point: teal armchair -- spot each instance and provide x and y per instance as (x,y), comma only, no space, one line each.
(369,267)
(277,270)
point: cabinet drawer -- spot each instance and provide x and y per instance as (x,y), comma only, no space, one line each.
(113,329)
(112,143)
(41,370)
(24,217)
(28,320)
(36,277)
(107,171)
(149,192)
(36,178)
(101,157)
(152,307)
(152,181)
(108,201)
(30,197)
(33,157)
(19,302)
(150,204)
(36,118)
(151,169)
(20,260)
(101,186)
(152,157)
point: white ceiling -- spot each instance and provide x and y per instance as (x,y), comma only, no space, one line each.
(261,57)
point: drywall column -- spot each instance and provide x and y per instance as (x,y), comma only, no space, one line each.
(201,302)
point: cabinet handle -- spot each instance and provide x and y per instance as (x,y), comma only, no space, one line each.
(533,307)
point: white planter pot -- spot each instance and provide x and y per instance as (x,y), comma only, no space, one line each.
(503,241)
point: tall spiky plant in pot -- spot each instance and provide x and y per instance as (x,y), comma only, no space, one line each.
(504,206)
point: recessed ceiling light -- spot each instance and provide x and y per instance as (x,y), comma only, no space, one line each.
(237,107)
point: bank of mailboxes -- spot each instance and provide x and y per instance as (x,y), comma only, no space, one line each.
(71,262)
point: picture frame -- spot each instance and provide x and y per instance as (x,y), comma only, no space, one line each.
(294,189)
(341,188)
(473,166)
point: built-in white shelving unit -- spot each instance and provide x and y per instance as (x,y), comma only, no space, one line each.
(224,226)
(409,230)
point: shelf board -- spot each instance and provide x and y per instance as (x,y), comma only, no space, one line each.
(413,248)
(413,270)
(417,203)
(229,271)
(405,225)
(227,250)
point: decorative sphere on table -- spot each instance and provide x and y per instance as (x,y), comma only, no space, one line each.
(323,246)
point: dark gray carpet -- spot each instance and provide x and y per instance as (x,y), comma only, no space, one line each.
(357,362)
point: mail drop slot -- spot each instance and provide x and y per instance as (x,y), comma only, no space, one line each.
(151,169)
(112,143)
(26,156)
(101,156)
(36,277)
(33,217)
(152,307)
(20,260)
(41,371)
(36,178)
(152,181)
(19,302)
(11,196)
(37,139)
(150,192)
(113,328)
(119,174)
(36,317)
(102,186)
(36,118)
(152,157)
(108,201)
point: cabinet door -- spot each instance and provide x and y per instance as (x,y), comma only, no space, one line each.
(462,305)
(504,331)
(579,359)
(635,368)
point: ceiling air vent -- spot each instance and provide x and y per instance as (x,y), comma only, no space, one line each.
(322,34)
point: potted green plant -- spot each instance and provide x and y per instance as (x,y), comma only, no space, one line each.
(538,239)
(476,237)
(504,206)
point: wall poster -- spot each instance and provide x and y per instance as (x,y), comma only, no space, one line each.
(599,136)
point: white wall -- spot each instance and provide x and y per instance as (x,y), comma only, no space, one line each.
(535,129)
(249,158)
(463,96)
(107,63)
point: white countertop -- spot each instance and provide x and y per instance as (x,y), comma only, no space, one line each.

□ □ □ □ □ □ □

**WHAT YOU HAVE TO DO**
Render every row above as a numbered list, one entry per line, and omit any blank lines.

**FINAL ANSWER**
1. point: teal armchair -- spot each instance and provide x and y per instance as (x,y), comma only, no space, one line each.
2. (369,267)
3. (277,270)
4. point: cabinet drawer -- spot each instance and provide x and y per instance as (x,y), comma only, no space, one line each.
5. (113,329)
6. (112,143)
7. (41,370)
8. (24,217)
9. (28,320)
10. (36,277)
11. (107,171)
12. (149,192)
13. (36,178)
14. (101,157)
15. (152,307)
16. (152,181)
17. (108,201)
18. (30,197)
19. (33,157)
20. (19,302)
21. (150,204)
22. (36,118)
23. (151,169)
24. (20,260)
25. (101,186)
26. (152,157)
27. point: white ceiling -- spot each instance and provide x and y per instance as (x,y), comma only, no space, one line each.
28. (261,57)
29. point: drywall column -- spot each instance and provide x and y per instance as (x,y), comma only, no space, one line each.
30. (201,302)
31. point: cabinet handle -- spot each instance and provide x and y per instance as (x,y), comma only, no space, one line each.
32. (533,307)
33. point: white planter pot -- spot each instance and provide x and y per instance as (x,y), comma only, no space, one line each.
34. (503,241)
35. point: tall spiky plant in pot -- spot each instance and provide x and y per instance as (x,y), comma only, no space, one line each.
36. (504,206)
37. point: recessed ceiling light -- spot each instance and provide x and y per instance as (x,y), comma only, no space, one line each.
38. (237,107)
39. point: bank of mailboxes -- spot each instance and provide x and y per instance as (x,y), comma only, no space, one line each.
40. (71,262)
41. point: picture frame -- spot each instance and provide x and y per instance as (x,y), comma only, no space, one line each.
42. (294,189)
43. (341,188)
44. (473,166)
45. point: built-in white shelving unit -- spot each instance and provide x and y per instance as (x,y), comma only, no space, one line each.
46. (224,226)
47. (409,230)
48. point: shelf board -- spot each instance and provide x and y per instance as (x,y), comma only, no space, one line each.
49. (413,248)
50. (413,270)
51. (417,203)
52. (229,271)
53. (405,225)
54. (227,250)
55. point: decorative sphere on table -- spot each instance and provide x and y per instance as (x,y), comma only, no space, one line each.
56. (323,246)
57. point: dark gray carpet -- spot each instance and provide x and y per instance as (x,y), comma only, no space, one line each.
58. (357,362)
59. point: mail drop slot -- spot each instance and provide x and y per instance as (x,y), comma only, no space, one line each.
60. (151,169)
61. (112,143)
62. (26,156)
63. (101,156)
64. (36,277)
65. (33,217)
66. (152,307)
67. (20,260)
68. (41,371)
69. (36,178)
70. (152,181)
71. (19,302)
72. (11,196)
73. (37,139)
74. (150,192)
75. (113,328)
76. (119,174)
77. (36,317)
78. (102,186)
79. (36,118)
80. (152,157)
81. (108,201)
82. point: cabinet door -- spot each instance and provide x and y per instance as (x,y), comma only, no space, one line each.
83. (462,305)
84. (504,331)
85. (579,359)
86. (635,368)
87. point: ceiling air vent -- spot each instance and provide x and y per instance as (x,y), comma only, no space, one line each.
88. (322,34)
89. point: potted green plant -- spot each instance and provide x and y per instance as (x,y), comma only, no space, one line each.
90. (538,239)
91. (476,237)
92. (504,206)
93. point: wall poster -- spot each instance and provide x and y per instance as (x,y), comma only, no space, one line each.
94. (599,136)
95. point: white wall -- spot each instance and provide x and y per instance as (x,y), comma only, no space, one line each.
96. (535,129)
97. (249,158)
98. (463,96)
99. (107,63)
100. point: white countertop -- spot each instance and provide x and y per instance as (x,y), comma only, no space, one line each.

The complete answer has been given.